- [TEXT TO READ]:
□ □ □ □ □ □ □
Mark: You know, it's so interesting Seth. I’m just listening to this and I know that feeling of wanting to hide, you feel stupid, you embarrassed yourself in front of your boss or in front of your colleague and it's horrible, You're right, we run away from it. But, I'm wondering if there's some sort of ironic twist here. Aren't you encouraging people to want to look stupid in some sense? I don't know if I'm getting too meta and philosophical here, but how does that connect in some twisted way with making a client look stupid in front of their bosses? Is there any win there or I'm just misunderstanding that? Seth: No, no, no. So, that goes back to idea that we are all weird. If you need to not to look stupid in front of everyone, you must act like a cog. But if you can understand that only 2% of the market embracing what you have to say when you’re right is plenty, then you need to stake out a position that wouldn't work for some. So, if we think about, you know, the people who stood up, 5-7 years ago and said, like Laura Fitton, who's known as @Pistachio, shows up on Twitter right at the early days and says Twitter is a business tool, and starts talking about this and building an entire company on how does one use Twitter as a business tool. This was when Twitter had 10000-50000 users. A lot of people said 'You're stupid". A lot of people said "Prove it, you have no proof”. A lot of people said "You're uppity just quiet down, this is not for businesses". And the businesses that did embrace it were a tiny fraction of the available base. But, it was enough. So, she was willing to be stupid and for certain companies she was “stupid” at the beginning because she couldn't prove the ROI, for 6 months, a year, 2 years, 3 years. But it's Laura Fitton who gets to write the “Dummies book” about how to use Twitter for business because she went first. Because she stood up before it was the received wisdom, and so now if you say "I'm gonna put out a shingle and say that what I do is consult on businesses going on on Twitter" you're worth $4 an hour, because anyone can teach people how to do that. The hard part is putting a stake in the ground at the beginning that's not going to work for everyone but that you can justify from the position of generosity and art. Kirby: Seth, when you do put yourself out there, sometimes trolls are going to speak up. Seth: Of course!
□ □ □ □ □ □ □
- [TASKS]:
**A.** Output the lines of the listing verbatim, starting at the line containing "Task: indicate one point per instance of the man's knee" and ending at the last line of the listing.
**B.** Pick up the interview with Seth after its last line and keep it going.
The interview and the listing have nothing to do with each other.
□ □ □ □ □ □ □
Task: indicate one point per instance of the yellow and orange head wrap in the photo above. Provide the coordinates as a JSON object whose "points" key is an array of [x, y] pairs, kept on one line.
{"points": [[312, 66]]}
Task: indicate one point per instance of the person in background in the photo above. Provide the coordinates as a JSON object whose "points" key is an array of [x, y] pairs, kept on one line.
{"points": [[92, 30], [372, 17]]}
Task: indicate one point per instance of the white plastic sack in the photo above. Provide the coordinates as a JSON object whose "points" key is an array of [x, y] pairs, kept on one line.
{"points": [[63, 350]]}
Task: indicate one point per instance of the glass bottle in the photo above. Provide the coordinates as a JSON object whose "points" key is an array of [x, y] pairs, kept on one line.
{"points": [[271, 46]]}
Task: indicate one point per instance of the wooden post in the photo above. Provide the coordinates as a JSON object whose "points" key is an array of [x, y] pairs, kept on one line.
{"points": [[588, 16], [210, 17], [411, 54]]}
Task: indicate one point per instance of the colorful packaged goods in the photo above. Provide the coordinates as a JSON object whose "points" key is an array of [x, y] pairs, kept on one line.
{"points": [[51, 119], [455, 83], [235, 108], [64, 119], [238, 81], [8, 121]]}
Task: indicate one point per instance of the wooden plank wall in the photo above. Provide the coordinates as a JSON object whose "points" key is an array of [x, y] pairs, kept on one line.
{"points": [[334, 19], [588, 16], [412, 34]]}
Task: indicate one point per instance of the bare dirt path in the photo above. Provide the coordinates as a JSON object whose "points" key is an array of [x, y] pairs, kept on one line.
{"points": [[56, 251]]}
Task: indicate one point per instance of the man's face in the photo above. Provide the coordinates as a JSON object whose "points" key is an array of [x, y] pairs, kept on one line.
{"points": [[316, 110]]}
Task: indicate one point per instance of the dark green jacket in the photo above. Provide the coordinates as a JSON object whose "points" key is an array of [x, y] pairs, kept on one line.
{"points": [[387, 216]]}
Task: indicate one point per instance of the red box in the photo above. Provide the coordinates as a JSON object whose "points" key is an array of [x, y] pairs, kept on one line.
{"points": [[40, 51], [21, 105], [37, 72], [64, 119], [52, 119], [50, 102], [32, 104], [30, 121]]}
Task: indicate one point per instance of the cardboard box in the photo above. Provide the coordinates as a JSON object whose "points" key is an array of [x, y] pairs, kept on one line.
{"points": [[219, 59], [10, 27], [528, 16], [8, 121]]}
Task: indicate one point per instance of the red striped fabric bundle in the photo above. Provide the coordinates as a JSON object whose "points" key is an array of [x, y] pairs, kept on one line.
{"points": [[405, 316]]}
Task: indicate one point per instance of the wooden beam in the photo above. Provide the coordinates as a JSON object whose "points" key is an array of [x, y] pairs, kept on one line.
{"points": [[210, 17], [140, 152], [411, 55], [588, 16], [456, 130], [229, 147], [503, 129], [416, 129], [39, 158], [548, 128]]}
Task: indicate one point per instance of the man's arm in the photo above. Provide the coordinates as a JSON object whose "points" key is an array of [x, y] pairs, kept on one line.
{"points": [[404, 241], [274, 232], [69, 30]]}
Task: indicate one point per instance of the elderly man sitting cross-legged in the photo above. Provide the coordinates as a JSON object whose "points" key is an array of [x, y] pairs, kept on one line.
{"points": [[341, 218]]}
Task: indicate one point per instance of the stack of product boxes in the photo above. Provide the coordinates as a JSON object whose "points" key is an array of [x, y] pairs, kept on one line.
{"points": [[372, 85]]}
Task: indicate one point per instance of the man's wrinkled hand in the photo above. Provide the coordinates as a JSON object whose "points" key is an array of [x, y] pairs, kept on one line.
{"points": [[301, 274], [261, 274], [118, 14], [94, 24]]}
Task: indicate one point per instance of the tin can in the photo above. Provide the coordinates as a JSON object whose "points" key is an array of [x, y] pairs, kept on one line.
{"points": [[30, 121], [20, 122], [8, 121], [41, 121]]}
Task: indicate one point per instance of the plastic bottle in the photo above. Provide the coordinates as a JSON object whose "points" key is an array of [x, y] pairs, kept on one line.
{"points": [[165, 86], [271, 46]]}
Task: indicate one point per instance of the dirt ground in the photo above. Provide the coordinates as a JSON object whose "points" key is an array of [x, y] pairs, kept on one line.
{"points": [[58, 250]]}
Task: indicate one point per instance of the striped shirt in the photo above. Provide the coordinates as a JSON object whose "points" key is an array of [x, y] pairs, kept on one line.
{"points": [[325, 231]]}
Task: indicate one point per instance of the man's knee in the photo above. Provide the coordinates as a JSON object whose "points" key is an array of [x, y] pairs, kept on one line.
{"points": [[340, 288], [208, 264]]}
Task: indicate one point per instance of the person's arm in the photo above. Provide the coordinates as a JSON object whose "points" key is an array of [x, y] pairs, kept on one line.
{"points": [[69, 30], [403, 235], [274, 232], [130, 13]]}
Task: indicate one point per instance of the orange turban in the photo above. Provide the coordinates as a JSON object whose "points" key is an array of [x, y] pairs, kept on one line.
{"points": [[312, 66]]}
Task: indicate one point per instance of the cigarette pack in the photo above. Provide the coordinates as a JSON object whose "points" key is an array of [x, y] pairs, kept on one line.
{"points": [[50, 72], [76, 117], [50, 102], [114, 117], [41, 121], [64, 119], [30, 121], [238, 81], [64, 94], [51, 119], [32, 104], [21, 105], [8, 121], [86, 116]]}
□ □ □ □ □ □ □
- [ANSWERS BY TASK]:
**A.**
Task: indicate one point per instance of the man's knee in the photo above. Provide the coordinates as a JSON object whose "points" key is an array of [x, y] pairs, kept on one line.
{"points": [[340, 288], [208, 264]]}
Task: indicate one point per instance of the person's arm in the photo above. Provide the coordinates as a JSON object whose "points" key is an array of [x, y] pairs, kept on one line.
{"points": [[69, 30], [403, 235], [274, 232], [130, 13]]}
Task: indicate one point per instance of the orange turban in the photo above. Provide the coordinates as a JSON object whose "points" key is an array of [x, y] pairs, kept on one line.
{"points": [[312, 66]]}
Task: indicate one point per instance of the cigarette pack in the photo above. Provide the coordinates as a JSON object whose "points" key is an array of [x, y] pairs, kept on one line.
{"points": [[50, 72], [76, 117], [50, 102], [114, 117], [41, 121], [64, 119], [30, 121], [238, 81], [64, 94], [51, 119], [32, 104], [21, 105], [8, 121], [86, 116]]}

**B.**
Kirby: Intellectually, I know I supposed to ignore them, but it's hard. How do you do that on a regular basis? Seth: If trolls don't show up, you're not trying hard enough. And, you know, I talk about the marathon in the new book. And the fact is if you talk to someone who runs a marathon, you'll never find someone who says "I love running marathons but I hate the fact I get tired". No one says "Teach me how to run a marathon without getting tired" because getting tired is part of the deal. People who finish the marathon don't avoid getting tired, they figure out where to put the tired. Where to put the tired is the hard part. Well, the same thing is true with this work we're talking about. You can't say "There may not be, it's now allowed for there to be criticism". Well you have to say "This is where I put the criticism". And I have two suggestions for that. The first one is avoiding the resistance trap we set up for ourselves, of seeking out anonymous criticism so that when someone, you know, when we finish this podcast, what's the hashtag you want people to use? Mark:#PKSethSeth: #PKSeth. So, it would be a real mistake for you guys to look at the hashtag when we're done to see who's criticizing this talk, this conversation because it won't make your work any better. You will not learn anything from what an anonymous troll has to say on Twitter about this conversation. They are not willing to send you an email outlining the fact that you’re stuttering, and you have parsley in your teeth. Well, then you don't need to hear it, just don't look. I never met, never once, the author who said she had read all her one-star reviews on Amazon and now she's a better writer. So, that's the first step. And the second step is when it does arise, we say "Thank you". Thank you for caring enough to tell me that. Thank you for caring enough to post your thoughts. Thank you for speaking up." And then, we forgive them, we forgive ourselves and we move on. The meditative thought of being able to say "Thank you" not "let me explain myself; let me tell you more, let me tell you why you're wrong, let's have an argument about this". But just "Thank you" frees us to get back to work. It's not easy, it's practice.
Kirby: Yeah, and I think you go along with this. I've seen that you've written that “the person who fails the most wins.” Can you explain that?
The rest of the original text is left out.